- [Задание]: Перепишите весь материал ниже без изменений, строку за строкой. Изображения в ответ не включайте.
────────────────
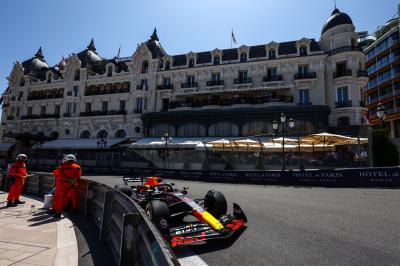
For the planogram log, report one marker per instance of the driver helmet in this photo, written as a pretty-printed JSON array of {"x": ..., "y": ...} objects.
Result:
[
  {"x": 22, "y": 157},
  {"x": 69, "y": 157}
]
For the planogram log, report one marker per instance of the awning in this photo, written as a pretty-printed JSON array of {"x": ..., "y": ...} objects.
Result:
[
  {"x": 80, "y": 143},
  {"x": 6, "y": 146}
]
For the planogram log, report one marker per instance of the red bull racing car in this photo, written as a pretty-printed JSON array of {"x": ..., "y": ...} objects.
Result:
[{"x": 182, "y": 220}]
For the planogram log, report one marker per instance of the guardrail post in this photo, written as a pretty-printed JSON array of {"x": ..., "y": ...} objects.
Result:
────────────────
- [Результат выполнения]:
For the planogram log, report one marker per instance of the driver helmet in this photo, written as a pretty-printed JSON array of {"x": ..., "y": ...} objects.
Result:
[
  {"x": 22, "y": 157},
  {"x": 69, "y": 157}
]
For the planogram log, report one marker per instance of the awning in this photo, written as a pretty-printed JSON array of {"x": ..., "y": ...} objects.
Result:
[
  {"x": 80, "y": 143},
  {"x": 6, "y": 146}
]
For the planogram log, report one marker per instance of the red bull racing car in this photo, written as a pretty-printed JSON array of {"x": ..., "y": ...} objects.
Result:
[{"x": 182, "y": 220}]
For the planogram log, report one marker per instance of the guardrail post in this photo, written as a pretty-printed JSON array of {"x": ..., "y": ...} objects.
Result:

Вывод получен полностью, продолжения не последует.